EXERCISE
Present exactly, and only, the lines running from the line that contains "Exercise. Tag every instance of the shovel" through the end of the entries below.

THE DATA
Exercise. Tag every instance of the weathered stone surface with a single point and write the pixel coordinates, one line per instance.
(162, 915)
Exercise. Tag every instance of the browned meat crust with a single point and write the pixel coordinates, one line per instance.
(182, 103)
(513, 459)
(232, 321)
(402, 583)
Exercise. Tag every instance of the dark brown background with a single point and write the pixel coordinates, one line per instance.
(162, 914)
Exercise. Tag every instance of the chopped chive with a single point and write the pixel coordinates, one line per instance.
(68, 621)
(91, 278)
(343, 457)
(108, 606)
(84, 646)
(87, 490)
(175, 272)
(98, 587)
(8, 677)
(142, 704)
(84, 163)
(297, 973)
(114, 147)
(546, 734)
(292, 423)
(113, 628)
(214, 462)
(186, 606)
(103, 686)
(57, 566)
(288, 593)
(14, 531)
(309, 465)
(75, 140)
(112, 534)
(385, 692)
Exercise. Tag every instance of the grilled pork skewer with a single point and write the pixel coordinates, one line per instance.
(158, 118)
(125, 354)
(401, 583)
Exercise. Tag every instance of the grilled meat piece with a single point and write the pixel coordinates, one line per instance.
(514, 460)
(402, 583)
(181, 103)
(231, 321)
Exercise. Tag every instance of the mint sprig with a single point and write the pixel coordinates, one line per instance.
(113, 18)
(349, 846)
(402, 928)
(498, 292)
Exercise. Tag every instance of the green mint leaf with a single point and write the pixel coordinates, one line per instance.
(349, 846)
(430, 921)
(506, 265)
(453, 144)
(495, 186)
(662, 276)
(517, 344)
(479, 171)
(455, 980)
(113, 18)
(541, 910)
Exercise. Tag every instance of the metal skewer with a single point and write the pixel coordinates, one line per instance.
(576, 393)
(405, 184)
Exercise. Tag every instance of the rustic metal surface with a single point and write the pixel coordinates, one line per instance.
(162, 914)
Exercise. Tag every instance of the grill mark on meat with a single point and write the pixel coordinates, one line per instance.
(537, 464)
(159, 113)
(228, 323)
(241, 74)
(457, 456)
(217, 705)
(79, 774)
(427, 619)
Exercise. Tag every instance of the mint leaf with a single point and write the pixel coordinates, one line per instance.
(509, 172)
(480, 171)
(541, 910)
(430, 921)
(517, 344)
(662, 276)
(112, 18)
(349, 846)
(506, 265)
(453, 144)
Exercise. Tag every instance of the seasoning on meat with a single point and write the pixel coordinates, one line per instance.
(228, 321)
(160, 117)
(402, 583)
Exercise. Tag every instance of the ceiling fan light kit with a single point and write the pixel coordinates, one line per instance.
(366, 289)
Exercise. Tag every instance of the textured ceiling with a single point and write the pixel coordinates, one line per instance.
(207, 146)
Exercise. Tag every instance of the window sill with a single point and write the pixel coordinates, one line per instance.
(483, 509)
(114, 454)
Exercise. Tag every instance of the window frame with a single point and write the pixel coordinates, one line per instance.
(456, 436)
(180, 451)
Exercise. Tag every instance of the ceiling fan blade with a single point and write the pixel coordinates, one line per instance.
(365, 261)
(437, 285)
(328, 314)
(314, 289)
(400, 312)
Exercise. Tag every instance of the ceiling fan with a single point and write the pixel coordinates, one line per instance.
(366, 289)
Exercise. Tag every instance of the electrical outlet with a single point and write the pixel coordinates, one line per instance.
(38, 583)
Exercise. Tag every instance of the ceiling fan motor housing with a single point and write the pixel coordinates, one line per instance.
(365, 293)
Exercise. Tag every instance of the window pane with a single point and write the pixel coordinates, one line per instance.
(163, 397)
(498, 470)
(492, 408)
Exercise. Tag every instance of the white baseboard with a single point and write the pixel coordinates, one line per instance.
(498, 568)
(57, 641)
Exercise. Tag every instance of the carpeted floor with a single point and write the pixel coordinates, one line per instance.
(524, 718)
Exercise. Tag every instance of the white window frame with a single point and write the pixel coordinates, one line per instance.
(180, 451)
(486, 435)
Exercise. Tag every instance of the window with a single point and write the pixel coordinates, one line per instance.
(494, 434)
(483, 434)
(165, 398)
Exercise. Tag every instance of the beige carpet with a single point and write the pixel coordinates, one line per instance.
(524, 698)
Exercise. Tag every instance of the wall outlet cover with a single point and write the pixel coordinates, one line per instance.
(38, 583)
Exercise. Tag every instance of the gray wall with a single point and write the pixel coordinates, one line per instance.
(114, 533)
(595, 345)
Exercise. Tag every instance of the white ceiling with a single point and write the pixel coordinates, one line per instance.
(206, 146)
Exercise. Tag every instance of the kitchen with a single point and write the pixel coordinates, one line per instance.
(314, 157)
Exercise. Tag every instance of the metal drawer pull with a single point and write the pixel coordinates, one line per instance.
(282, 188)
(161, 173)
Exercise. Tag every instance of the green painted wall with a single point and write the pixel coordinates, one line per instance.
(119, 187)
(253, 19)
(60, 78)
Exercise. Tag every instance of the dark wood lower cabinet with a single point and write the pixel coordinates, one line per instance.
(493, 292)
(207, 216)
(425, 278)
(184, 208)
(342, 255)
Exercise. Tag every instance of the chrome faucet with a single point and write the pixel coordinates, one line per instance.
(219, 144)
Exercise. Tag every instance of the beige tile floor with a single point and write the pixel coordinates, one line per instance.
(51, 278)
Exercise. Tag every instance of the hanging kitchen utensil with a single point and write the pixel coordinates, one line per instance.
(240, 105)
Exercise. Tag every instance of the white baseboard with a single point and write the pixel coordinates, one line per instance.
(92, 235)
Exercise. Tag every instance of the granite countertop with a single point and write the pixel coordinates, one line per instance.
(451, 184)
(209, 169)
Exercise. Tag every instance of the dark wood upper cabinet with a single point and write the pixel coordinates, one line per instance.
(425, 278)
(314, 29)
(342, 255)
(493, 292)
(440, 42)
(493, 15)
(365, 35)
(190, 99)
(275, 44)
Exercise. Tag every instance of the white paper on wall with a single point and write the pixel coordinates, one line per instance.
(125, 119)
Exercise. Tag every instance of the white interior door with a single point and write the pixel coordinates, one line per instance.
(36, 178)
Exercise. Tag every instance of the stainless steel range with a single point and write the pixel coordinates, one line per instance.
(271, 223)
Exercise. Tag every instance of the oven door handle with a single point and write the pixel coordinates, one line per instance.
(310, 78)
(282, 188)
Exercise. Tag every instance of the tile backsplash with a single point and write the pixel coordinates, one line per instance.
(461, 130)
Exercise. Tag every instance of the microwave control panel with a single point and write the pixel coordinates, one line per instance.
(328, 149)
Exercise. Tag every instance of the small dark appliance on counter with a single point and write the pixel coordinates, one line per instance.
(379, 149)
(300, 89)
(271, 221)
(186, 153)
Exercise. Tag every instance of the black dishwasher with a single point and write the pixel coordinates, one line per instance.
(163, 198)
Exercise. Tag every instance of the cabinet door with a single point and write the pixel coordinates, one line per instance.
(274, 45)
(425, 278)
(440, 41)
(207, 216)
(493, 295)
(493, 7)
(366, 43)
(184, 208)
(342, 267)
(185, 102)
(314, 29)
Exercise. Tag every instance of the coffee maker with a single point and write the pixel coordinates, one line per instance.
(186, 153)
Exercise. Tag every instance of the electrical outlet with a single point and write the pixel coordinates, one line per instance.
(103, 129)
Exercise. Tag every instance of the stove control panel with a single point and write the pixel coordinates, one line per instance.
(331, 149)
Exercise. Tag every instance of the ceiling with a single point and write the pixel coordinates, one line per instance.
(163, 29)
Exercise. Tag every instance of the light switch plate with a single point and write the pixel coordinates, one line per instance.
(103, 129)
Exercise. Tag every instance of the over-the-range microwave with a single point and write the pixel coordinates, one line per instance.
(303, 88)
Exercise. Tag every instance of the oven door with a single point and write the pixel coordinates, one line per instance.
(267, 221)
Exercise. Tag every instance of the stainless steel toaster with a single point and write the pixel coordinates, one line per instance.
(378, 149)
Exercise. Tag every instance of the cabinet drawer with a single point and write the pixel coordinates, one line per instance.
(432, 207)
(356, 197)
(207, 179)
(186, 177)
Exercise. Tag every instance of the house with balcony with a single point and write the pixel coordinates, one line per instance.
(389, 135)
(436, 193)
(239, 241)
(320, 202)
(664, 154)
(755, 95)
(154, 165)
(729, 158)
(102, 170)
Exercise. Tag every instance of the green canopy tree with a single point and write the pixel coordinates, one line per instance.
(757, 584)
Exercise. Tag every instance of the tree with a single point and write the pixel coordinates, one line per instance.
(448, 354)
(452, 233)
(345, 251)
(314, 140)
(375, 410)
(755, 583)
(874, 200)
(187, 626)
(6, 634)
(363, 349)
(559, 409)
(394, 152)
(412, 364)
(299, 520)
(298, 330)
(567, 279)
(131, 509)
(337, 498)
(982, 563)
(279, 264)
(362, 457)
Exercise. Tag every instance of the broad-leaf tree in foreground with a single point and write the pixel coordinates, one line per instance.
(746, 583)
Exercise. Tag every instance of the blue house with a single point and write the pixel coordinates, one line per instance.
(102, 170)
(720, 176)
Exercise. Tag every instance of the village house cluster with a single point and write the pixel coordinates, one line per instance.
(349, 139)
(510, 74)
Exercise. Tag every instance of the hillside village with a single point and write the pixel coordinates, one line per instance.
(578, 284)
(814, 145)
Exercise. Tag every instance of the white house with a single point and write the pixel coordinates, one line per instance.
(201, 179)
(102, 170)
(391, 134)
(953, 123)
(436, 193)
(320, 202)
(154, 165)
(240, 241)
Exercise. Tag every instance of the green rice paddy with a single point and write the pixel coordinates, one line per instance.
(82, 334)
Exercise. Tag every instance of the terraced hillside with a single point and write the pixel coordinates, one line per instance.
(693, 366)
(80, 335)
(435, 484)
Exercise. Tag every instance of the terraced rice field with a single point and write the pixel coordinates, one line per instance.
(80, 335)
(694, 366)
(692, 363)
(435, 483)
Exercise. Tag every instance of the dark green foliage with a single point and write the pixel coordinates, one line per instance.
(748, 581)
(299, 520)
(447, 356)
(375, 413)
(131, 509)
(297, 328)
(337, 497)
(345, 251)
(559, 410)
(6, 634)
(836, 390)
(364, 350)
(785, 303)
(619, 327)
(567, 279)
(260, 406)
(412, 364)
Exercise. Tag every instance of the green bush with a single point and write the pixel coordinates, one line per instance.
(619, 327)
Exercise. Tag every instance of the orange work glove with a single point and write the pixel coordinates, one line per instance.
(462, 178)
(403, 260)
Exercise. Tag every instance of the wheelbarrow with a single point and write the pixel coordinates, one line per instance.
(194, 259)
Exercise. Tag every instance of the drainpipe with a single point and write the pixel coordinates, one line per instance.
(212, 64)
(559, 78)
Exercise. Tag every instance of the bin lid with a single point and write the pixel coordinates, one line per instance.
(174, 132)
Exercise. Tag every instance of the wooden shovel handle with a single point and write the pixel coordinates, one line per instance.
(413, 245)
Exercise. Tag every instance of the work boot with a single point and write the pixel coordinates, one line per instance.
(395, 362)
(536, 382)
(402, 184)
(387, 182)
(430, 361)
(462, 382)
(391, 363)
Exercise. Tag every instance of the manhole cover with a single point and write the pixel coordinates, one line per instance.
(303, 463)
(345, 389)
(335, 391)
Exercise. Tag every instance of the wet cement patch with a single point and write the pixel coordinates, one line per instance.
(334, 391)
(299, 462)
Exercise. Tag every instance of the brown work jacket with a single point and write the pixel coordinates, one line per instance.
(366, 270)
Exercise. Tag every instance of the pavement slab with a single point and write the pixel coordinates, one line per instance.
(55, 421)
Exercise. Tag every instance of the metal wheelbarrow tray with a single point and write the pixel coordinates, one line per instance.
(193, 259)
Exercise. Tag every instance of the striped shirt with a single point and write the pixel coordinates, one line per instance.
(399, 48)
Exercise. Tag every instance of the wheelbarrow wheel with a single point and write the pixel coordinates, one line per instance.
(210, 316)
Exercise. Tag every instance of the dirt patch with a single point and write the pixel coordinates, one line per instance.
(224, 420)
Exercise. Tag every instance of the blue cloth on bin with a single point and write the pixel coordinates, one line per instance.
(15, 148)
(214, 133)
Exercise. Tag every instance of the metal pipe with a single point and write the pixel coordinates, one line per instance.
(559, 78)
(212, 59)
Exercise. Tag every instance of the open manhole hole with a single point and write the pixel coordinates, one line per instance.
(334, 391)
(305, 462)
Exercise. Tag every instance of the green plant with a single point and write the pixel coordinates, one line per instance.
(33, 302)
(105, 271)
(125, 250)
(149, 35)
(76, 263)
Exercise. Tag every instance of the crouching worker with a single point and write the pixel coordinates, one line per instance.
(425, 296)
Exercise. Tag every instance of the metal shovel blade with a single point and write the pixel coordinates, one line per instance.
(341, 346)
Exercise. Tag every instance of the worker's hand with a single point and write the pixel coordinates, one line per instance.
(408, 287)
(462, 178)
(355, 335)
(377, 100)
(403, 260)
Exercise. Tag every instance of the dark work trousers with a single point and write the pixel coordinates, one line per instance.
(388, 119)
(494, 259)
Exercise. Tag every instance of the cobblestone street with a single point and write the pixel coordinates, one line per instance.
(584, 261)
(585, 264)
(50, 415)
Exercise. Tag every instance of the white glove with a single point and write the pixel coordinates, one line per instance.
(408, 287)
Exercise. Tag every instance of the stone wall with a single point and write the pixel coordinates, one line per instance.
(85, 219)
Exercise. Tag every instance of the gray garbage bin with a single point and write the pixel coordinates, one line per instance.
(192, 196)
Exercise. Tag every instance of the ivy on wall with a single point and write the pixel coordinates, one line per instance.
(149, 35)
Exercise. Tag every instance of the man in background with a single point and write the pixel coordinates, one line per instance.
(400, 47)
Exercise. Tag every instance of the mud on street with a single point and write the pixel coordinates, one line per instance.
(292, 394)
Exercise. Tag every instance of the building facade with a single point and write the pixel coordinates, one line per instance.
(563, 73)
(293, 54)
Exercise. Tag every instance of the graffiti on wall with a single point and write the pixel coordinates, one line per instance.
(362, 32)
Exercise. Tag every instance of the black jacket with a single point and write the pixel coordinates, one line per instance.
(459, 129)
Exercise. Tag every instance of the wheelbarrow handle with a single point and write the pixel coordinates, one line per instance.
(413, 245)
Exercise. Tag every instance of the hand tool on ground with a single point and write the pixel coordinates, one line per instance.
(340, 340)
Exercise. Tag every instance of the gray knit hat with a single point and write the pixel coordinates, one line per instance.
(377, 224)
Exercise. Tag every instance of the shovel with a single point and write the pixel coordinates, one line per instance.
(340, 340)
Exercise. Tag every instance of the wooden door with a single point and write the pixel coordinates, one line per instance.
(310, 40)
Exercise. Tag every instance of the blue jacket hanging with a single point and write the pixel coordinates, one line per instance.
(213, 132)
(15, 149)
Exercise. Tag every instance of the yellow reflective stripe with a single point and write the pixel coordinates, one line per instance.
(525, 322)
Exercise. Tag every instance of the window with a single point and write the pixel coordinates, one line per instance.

COMPLETED TASK
Exercise. Tag every instance of the shovel with a single point and write the pixel coordinates, one line per instance.
(340, 340)
Exercise. Tag every instance of the wooden door with a single point and write the pixel coordinates, one line per instance.
(310, 40)
Exercise. Tag every instance of the blue jacket hanging with a single point and write the pixel coordinates, one line per instance.
(213, 132)
(15, 149)
Exercise. Tag every instance of the yellow reflective stripe with a single point and write the pixel coordinates, one line per instance.
(525, 322)
Exercise. Tag every instance of the window with a single point and write the pixel coordinates, one line per instance.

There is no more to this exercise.